Extrait:
Stéphane Duval : J’ai appris à gérer — des Maruo il y en a moins, parce que depuis dix ans ils ont fini par se vendre un petit peu. A l’époque, il fallait acheter 3000 exemplaires aux Japonais. C’était un minimum garanti de 3000 exemplaires pour les bouquins. Ils ont fini par revoir les choses à la baisse, et aujourd’hui on est sur des quantités beaucoup plus cohérentes. J’ai appris à gérer aussi. J’étais très fidèle à des imprimeurs qui ne me l’ont pas forcément rendu, donc aujourd’hui je vis ma vie. Et puis oui, on sait mieux faire des livres. Mais j’en parlais avec Jean-Louis Gauthey de Cornélius l’autre jour, qui me disait : « il m’a fallu dix ans pour savoir faire un livre et encore, il m’arrive de me planter. » On apprend toujours. L’imprimerie n’est pas une science exacte. On fait parfois des boulettes sur des bouquins qui peuvent nous coûter cher. Un truc tout con, il y a eu un problème quand on a fait La Chenille sur la dorure à chaud, les couvertures sont parties à la benne et voilà, tu perds 1500€ sur des erreurs d’inattentions. Donc oui, les bouquins aujourd’hui sont un peu mieux faits, mais il y a encore du boulot à faire. Mon souhait, c’est d’arriver à toucher un public large, tout en étant exigeant sur la qualité sans pour autant faire du trop cher, trop luxueux…

Xavier Guilbert : De l’extérieur, ce qui me surprend un peu, c’est cette économie du livre qui repose sur des sommes qui peuvent être conséquentes, mais sans être non plus mirobolantes. On parle toujours du cinéma avec des millions, mais quand tu parles de 1500€ pour les couvertures…

Stéphane Duval : Le problème, c’est que le retour sur investissement de cette économie est très peu élevé. Si tu vends 600 Ishinomori Eros x SF, tu as travaillé pour rien. Même si tu as un point d’amortissement — admettons que tu en fasses 1000, que tu aies un point d’amortissement autour de 600, sur les 600, je ne compte pas le temps que j’y ai passé, les charges fixes. Ce qui fait que tu le fais plus pour la gloire, mais aussi parce que c’est un livre que je trouve fascinant. Eros x SF, il y a des parties dedans qui sont vraiment — qui méritent plus que les ventes qu’il a eues.

Consigne: Pourriez-vous écrire la suite de l'entretien ci-dessus sur l'édition de livres, en reprenant juste après sa dernière phrase ?

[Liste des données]
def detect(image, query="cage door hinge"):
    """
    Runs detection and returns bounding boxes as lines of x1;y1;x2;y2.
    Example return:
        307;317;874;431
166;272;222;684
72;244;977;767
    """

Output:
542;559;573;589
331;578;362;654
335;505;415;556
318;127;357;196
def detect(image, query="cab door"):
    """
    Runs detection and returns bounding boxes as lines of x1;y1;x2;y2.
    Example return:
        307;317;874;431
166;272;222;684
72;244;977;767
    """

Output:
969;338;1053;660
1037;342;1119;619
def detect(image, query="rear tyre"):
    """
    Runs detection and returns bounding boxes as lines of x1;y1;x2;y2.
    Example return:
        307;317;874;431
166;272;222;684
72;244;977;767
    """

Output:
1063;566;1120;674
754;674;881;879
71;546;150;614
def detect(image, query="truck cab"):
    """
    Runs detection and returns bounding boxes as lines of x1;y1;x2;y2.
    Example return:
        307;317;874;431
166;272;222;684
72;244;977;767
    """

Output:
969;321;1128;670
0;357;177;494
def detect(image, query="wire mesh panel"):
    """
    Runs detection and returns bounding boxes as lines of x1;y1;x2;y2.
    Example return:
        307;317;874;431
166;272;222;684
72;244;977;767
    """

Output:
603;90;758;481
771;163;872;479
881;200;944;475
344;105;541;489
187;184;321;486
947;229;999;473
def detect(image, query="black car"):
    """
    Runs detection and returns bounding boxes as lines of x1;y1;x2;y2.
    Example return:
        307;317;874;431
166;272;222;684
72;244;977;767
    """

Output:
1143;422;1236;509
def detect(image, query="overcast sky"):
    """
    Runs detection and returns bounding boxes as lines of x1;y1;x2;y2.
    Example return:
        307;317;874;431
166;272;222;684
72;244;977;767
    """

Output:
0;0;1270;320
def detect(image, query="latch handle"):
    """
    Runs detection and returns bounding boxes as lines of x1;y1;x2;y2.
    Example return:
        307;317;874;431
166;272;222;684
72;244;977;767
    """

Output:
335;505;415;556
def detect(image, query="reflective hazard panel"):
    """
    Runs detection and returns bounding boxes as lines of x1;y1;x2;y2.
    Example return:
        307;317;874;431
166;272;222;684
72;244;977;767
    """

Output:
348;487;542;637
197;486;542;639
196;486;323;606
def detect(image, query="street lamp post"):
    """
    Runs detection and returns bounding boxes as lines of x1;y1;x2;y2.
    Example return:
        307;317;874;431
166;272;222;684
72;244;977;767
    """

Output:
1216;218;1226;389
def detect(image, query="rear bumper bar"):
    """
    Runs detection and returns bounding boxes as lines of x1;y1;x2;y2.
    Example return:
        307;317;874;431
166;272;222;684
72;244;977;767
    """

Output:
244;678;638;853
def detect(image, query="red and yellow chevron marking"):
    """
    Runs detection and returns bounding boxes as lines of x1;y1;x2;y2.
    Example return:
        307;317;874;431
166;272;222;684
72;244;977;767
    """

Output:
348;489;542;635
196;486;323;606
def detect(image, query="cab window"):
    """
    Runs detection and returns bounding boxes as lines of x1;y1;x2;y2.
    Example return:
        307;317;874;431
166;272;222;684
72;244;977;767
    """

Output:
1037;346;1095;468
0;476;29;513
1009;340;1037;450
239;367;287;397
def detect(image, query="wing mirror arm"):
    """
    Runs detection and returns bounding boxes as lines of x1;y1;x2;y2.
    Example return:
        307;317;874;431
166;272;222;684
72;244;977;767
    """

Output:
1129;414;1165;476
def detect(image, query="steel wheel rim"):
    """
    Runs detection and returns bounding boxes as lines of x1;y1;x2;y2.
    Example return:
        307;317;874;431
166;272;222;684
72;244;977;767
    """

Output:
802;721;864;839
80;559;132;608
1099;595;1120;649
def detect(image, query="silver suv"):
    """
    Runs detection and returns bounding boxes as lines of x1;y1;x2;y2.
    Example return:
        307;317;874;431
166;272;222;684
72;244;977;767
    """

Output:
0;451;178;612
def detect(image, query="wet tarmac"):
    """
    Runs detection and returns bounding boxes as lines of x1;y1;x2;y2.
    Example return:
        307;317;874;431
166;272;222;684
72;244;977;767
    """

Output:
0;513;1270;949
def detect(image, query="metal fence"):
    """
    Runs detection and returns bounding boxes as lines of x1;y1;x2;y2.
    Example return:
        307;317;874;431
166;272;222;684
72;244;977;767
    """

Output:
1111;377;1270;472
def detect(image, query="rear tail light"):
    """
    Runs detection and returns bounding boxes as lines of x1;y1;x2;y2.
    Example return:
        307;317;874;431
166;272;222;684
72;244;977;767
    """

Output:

Résultat:
Xavier Guilbert : Pour Ishinomori Shôtarô, c’est un auteur qui a été pas mal traduit en français, il y a eu beaucoup de choses chez beaucoup d’éditeurs. Mais il reste en France, peut-être comme c’est le cas au Japon, un auteur qui n’est pas perçu comme aussi important qu’il aurait pu l’être s’il n’y avait pas eu Tezuka Osamu au-dessus.

Stéphane Duval : Tezuka est plus lisse, peut-être.

Xavier Guilbert : Au Japon, Cyborg 009 est beaucoup plus important qu’en France où c’est un four complet. Alors que toi, tu es allé le chercher sur un sujet très particulier.

Stéphane Duval : Oui, c’est un tout petit bouquin en version bunkô

Xavier Guilbert : Ça me fait un peu penser au Tezuka qui est paru chez Flblb, L’homme qui aimait les fesses, avec le Tezuka qui publiait dans un équivalent de Playboy. Il y a un côté canaille — du moment que ça ne se voit pas trop… Mais je trouve intéressant que tu sois allé le chercher.

Stéphane Duval : Oui, parce que je trouvais que graphiquement, c’était assez fort. Il y avait aussi des histoires sur Mishima dedans, il y avait ce récit sur les clubs SM de Shinjuku dans les années 1960. Il faut aussi montrer que ces gens qui faisaient de la bande dessinée plutôt pour les jeunes, comme Kamen Rider, ont aussi une « part d’ombre ». Mais ils ne l’ont pas fait comme les grands maîtres du shunga, sous un pseudonyme, ils le faisaient quand même sous leur propre nom. C’était important aussi de montrer toutes les facettes de ces auteurs, de ne pas gommer cet aspect.

Xavier Guilbert : Au début du Lézard Noir, tu faisais essentiellement des ouvrages brochés, mais maintenant tu as un certain nombre de livres qui sont en couverture rigide.

Stéphane Duval : Oui, parce que j’ai pu changer d’imprimeur, et j’ai trouvé à l’étranger des imprimeurs qui faisaient pour moins cher du relié avec une meilleure qualité, et pour un plus petit tirage. On s’est donc lancé dans le relié, pour certains livres, pour tout ce qui va être gekiga, sur des one-shots et du Maruo, je vais plutôt rester sur du relié. Sur des livres qui vont peut-être pouvoir trouver un plus large public et sur lesquels je voudrais ne pas dépasser 15€, on va rester sur un broché, format roman.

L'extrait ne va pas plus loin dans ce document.